→ Brief
Shift every coordinate in the answers by -8 and write out again everything from the line containing "Could you please outline every instance of the boulder?" down to the line containing "143), (164, 136)]", with the requests included. Leave the numbers outside the answers unchanged.

----- Information supplied

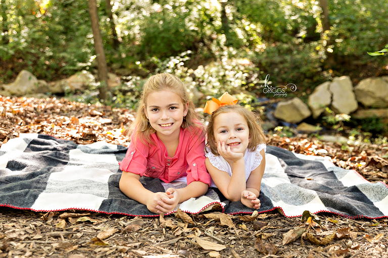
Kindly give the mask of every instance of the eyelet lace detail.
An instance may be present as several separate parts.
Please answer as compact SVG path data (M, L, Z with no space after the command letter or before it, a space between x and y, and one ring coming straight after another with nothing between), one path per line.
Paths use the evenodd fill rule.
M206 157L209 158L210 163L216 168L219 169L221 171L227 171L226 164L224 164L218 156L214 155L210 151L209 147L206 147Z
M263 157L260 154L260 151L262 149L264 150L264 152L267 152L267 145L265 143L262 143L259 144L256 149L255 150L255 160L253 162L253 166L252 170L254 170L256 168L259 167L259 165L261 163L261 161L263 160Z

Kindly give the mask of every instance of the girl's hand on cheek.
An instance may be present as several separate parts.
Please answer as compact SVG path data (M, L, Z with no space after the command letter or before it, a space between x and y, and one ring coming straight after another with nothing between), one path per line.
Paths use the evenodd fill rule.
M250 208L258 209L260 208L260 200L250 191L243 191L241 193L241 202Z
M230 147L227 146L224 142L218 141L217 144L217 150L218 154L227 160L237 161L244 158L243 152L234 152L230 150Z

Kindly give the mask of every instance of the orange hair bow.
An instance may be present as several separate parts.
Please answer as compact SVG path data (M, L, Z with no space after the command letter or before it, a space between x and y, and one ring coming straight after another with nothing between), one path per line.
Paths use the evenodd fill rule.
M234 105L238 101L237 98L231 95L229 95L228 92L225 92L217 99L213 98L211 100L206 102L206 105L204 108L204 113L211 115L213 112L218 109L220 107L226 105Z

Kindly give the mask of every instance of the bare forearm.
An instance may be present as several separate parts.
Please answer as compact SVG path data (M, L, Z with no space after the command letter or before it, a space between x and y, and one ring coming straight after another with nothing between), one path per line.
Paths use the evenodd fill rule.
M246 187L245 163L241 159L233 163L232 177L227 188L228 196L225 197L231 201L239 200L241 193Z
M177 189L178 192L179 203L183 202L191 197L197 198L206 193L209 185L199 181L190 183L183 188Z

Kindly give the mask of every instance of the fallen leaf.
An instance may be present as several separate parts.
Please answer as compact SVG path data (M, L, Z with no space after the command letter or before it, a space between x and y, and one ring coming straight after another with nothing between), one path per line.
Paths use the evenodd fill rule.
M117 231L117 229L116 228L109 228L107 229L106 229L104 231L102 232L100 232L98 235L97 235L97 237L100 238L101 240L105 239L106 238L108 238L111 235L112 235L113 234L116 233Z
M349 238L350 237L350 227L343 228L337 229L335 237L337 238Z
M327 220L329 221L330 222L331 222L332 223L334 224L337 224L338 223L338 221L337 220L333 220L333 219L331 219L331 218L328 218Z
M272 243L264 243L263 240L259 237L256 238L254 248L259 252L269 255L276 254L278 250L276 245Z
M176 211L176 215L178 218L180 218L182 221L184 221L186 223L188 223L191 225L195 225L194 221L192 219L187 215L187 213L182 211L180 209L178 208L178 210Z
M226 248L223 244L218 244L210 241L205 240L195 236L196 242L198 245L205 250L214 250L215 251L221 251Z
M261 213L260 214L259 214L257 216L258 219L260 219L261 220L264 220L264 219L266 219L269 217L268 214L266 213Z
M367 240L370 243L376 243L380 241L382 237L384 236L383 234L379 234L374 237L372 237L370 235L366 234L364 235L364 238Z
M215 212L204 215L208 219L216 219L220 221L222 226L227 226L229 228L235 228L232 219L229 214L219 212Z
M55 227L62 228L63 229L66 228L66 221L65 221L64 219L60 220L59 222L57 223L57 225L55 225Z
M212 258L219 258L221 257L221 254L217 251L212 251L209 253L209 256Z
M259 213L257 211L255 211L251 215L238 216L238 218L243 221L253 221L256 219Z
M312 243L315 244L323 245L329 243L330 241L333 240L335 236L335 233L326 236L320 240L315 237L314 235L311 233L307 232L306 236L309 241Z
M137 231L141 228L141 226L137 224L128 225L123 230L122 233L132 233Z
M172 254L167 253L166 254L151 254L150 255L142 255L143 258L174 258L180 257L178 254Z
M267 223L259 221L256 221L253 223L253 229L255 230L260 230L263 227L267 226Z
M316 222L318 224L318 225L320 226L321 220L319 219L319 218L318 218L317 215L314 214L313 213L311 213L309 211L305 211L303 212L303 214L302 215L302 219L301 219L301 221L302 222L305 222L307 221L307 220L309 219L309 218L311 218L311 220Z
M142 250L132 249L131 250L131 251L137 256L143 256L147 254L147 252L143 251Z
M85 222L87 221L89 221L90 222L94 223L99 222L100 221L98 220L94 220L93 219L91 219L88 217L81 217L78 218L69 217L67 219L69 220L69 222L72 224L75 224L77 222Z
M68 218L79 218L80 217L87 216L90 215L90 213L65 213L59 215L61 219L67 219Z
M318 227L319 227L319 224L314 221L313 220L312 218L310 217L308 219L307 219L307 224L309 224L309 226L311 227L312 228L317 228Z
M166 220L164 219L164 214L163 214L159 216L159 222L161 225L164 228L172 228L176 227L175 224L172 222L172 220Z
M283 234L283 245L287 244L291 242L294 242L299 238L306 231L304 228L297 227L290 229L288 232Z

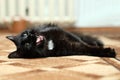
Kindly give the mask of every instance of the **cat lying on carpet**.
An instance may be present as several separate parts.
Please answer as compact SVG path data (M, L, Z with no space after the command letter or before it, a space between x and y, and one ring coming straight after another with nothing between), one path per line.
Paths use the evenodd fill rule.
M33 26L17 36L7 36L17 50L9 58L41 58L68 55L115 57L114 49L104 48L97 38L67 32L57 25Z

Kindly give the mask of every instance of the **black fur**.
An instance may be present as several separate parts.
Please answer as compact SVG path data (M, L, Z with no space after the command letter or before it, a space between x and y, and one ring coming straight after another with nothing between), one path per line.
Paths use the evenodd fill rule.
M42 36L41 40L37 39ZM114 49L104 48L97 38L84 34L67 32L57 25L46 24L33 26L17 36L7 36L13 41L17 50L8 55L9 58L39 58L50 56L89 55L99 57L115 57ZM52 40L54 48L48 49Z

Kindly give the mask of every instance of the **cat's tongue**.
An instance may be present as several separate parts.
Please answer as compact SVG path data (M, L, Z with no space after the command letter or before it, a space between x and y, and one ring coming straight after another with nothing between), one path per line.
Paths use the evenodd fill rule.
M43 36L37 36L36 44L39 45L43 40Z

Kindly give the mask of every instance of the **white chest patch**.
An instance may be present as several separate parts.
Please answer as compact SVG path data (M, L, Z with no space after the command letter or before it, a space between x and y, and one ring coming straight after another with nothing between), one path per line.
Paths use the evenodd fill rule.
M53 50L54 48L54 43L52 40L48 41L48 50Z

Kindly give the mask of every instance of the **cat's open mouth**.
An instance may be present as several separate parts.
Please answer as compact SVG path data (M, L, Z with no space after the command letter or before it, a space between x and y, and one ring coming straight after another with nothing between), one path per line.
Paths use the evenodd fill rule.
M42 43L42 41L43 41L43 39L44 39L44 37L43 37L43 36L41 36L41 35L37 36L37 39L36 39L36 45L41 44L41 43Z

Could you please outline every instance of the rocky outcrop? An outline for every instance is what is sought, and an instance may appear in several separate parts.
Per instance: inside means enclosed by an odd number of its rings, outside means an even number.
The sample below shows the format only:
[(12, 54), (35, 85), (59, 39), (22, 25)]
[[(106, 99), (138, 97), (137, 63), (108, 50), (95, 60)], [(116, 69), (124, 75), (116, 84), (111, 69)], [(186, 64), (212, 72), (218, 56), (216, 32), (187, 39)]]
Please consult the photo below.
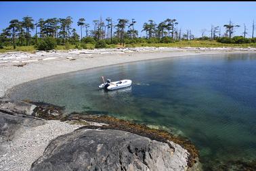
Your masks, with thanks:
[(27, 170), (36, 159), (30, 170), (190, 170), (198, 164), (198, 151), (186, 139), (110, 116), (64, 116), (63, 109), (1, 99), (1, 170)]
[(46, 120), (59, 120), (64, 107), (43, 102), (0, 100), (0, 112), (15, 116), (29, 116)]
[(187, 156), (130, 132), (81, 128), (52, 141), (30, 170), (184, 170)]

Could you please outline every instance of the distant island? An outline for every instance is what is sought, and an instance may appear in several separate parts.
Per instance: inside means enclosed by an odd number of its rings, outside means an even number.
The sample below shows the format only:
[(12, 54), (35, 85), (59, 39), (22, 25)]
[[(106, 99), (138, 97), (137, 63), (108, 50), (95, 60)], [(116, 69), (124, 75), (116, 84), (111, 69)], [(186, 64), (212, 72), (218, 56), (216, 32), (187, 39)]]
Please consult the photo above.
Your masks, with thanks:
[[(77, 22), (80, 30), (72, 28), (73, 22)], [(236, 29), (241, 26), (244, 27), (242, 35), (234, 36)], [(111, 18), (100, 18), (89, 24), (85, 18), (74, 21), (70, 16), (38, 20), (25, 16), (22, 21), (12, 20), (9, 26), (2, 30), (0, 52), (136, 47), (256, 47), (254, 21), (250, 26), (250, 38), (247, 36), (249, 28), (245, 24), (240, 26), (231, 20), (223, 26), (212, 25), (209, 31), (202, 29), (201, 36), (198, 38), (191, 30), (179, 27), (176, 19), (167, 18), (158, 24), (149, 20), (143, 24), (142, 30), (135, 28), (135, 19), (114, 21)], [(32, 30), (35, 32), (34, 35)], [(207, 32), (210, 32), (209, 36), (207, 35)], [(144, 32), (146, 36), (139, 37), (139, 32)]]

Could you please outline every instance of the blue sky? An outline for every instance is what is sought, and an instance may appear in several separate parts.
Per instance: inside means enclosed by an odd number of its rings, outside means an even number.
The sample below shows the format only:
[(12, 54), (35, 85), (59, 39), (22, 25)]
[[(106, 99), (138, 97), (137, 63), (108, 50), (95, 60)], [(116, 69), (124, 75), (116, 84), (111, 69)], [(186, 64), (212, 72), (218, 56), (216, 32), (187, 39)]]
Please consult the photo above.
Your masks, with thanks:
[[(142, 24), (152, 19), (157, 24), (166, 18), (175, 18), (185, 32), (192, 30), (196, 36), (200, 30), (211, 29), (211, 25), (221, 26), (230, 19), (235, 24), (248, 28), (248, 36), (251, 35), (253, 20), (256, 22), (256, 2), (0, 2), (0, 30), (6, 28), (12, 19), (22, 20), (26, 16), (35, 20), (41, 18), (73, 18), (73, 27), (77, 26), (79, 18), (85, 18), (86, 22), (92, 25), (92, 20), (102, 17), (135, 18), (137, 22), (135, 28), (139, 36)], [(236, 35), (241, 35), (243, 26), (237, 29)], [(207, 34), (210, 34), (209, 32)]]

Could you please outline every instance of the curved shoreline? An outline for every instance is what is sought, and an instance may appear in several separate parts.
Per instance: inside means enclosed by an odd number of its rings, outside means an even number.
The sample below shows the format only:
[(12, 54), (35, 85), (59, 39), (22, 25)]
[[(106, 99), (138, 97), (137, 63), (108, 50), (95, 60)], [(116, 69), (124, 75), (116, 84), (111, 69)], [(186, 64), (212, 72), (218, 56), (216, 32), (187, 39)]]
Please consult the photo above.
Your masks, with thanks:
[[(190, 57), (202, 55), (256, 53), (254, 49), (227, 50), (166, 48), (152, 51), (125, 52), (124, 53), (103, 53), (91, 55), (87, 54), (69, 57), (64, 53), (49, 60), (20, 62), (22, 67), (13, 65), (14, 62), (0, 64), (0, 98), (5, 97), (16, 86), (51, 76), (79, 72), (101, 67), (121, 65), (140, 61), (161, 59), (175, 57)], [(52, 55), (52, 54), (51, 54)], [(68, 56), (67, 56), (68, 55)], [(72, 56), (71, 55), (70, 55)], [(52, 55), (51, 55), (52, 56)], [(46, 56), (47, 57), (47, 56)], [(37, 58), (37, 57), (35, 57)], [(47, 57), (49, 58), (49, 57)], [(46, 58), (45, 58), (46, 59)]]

----------
----- Information supplied

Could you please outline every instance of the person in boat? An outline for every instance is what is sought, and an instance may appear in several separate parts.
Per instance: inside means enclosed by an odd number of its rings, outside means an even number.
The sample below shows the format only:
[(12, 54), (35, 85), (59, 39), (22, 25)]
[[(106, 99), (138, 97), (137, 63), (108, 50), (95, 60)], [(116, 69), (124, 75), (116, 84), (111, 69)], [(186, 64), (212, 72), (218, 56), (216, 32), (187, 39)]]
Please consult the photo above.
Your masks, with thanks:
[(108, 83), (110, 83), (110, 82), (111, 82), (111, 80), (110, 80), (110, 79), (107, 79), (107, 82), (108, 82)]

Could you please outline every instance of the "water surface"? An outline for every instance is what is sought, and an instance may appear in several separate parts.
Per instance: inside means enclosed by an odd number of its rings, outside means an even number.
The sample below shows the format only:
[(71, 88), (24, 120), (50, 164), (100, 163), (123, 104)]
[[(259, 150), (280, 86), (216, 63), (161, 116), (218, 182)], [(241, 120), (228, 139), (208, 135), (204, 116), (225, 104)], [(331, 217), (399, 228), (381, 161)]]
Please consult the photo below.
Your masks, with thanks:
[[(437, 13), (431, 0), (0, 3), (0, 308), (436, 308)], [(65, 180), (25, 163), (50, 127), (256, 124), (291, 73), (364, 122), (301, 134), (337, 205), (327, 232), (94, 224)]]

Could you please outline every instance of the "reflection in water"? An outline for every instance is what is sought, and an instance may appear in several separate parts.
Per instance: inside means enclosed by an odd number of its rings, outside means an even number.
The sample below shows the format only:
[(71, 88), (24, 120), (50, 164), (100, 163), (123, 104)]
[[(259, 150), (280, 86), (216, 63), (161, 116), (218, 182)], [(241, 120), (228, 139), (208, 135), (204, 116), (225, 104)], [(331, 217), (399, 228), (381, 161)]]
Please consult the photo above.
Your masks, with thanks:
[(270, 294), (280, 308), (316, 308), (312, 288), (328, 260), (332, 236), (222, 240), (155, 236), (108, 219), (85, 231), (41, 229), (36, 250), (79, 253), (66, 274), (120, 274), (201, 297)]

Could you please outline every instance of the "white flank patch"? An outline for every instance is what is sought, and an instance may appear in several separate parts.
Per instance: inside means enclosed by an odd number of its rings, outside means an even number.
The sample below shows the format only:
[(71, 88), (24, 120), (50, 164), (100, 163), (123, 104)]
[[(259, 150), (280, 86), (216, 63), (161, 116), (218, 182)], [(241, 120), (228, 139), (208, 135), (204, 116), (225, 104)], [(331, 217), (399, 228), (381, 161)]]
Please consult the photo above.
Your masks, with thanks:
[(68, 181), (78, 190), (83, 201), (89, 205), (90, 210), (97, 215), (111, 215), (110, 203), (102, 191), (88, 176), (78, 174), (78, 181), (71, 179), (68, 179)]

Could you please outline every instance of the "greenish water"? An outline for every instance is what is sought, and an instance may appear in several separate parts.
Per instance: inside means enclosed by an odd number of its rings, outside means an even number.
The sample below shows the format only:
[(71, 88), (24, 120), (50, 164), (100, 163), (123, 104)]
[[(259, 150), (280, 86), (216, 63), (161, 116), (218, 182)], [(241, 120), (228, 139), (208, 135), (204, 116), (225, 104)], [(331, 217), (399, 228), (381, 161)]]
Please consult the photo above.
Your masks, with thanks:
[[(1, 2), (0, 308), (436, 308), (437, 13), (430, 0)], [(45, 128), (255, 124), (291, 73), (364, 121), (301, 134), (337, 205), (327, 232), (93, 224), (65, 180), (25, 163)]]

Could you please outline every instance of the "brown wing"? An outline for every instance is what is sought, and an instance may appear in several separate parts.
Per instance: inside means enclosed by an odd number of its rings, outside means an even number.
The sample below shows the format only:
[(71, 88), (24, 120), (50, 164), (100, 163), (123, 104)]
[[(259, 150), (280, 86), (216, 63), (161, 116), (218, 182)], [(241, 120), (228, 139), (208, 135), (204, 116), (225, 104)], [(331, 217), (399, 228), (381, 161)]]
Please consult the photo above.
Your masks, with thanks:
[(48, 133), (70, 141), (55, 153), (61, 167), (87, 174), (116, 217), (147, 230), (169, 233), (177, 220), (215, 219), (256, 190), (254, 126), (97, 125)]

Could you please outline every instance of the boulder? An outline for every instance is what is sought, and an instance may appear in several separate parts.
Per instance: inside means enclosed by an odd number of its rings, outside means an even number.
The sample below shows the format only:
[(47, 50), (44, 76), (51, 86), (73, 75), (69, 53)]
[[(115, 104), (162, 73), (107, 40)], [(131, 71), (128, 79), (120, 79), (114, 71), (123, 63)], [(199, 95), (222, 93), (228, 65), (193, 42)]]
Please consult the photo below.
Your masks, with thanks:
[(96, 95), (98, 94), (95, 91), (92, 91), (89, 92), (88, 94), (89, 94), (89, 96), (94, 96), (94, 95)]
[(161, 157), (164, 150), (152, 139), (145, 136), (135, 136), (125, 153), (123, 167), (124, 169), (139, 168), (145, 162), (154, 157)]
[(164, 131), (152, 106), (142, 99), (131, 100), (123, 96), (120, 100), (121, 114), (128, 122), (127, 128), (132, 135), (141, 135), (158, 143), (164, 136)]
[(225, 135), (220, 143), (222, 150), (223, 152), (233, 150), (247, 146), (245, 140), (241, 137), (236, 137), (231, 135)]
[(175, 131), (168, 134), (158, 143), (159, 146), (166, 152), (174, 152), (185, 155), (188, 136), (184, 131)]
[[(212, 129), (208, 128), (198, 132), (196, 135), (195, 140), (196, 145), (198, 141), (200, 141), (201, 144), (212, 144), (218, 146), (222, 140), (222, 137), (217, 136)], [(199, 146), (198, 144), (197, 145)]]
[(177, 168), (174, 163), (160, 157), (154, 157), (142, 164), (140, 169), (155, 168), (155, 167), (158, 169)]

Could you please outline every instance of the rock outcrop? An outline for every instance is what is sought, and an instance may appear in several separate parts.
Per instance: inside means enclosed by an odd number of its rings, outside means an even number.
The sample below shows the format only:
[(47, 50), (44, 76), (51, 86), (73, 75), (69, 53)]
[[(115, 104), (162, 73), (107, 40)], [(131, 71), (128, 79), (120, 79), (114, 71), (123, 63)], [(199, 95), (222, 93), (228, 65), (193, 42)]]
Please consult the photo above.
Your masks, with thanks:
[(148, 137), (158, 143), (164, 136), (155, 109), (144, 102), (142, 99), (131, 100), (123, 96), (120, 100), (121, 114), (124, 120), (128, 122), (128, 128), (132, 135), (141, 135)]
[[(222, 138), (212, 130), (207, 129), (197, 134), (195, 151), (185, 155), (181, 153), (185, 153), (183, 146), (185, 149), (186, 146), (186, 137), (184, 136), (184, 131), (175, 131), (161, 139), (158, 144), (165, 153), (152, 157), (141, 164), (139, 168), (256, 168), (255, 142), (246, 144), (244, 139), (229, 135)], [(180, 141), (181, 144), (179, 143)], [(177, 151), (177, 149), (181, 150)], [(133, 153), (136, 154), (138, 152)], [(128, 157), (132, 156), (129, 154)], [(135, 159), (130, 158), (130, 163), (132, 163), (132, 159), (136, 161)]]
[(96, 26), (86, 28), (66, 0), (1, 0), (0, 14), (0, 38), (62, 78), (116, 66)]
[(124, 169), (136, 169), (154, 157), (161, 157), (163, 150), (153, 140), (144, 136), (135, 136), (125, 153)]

----------
----- Information supplied

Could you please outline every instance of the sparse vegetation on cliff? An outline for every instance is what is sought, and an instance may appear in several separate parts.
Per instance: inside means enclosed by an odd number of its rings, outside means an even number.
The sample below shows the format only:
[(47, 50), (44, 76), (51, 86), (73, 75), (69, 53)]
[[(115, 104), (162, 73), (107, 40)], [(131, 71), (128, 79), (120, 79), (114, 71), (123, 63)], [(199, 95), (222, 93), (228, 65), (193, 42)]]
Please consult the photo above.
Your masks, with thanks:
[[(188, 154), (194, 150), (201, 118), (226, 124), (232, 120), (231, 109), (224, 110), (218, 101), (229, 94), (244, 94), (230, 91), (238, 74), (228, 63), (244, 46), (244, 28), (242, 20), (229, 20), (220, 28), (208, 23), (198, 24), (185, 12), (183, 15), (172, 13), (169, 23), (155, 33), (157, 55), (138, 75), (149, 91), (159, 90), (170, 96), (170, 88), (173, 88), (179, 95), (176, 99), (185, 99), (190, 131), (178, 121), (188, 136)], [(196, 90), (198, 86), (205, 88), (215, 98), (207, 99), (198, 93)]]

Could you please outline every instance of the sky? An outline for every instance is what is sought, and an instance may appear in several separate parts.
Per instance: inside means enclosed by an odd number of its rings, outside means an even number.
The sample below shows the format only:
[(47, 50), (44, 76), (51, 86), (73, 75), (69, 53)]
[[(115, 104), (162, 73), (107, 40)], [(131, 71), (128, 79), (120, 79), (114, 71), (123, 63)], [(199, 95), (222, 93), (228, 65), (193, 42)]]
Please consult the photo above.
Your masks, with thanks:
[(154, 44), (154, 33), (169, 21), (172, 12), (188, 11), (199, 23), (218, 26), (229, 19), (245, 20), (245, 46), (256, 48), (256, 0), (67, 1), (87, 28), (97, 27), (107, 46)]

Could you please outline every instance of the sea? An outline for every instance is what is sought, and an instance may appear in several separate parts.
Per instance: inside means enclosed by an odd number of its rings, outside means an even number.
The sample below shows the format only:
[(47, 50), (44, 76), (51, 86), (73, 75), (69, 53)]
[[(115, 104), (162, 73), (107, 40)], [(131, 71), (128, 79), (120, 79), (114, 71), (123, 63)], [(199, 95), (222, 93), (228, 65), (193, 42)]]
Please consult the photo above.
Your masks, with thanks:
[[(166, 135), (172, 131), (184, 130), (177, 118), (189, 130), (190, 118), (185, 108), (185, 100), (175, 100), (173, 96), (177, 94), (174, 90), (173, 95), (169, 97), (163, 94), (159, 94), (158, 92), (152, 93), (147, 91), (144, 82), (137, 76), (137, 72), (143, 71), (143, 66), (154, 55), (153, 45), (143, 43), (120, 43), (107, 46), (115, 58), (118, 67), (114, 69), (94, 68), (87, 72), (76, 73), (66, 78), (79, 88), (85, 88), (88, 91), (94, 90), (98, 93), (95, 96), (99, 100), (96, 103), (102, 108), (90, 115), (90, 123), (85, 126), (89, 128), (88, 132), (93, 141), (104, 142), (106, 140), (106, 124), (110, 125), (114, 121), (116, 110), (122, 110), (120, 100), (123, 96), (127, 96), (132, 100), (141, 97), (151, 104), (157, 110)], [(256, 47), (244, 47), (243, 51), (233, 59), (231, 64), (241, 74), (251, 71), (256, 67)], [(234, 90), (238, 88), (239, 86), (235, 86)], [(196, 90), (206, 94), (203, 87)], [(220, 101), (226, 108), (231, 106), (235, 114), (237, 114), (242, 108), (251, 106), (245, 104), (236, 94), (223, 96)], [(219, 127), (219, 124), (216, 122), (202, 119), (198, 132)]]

----------

→ Answer to this task
Could you please outline every instance of the boulder? An outline for every instance is what is sought, and an instance may appear in several separate parts.
Per instance: inside means enclosed by an odd number of its rings, outside means an even number.
The sample below shows the format only:
[(47, 50), (44, 76), (51, 86), (73, 75), (69, 53)]
[[(115, 104), (162, 73), (107, 40)], [(131, 71), (128, 79), (120, 79), (114, 71), (123, 63)], [(199, 95), (222, 93), (228, 65), (193, 42)]]
Please consult the photo below.
Your masks, with thanks:
[(88, 87), (90, 86), (87, 83), (84, 83), (81, 84), (80, 86), (81, 86), (81, 88), (86, 88), (86, 87)]
[(153, 149), (156, 142), (144, 131), (137, 128), (127, 128), (117, 145), (115, 159), (116, 161), (131, 160), (137, 154), (146, 149)]
[(156, 123), (144, 98), (134, 91), (123, 92), (115, 88), (112, 92), (113, 106), (120, 114), (119, 120), (124, 127), (133, 127), (150, 135), (156, 128)]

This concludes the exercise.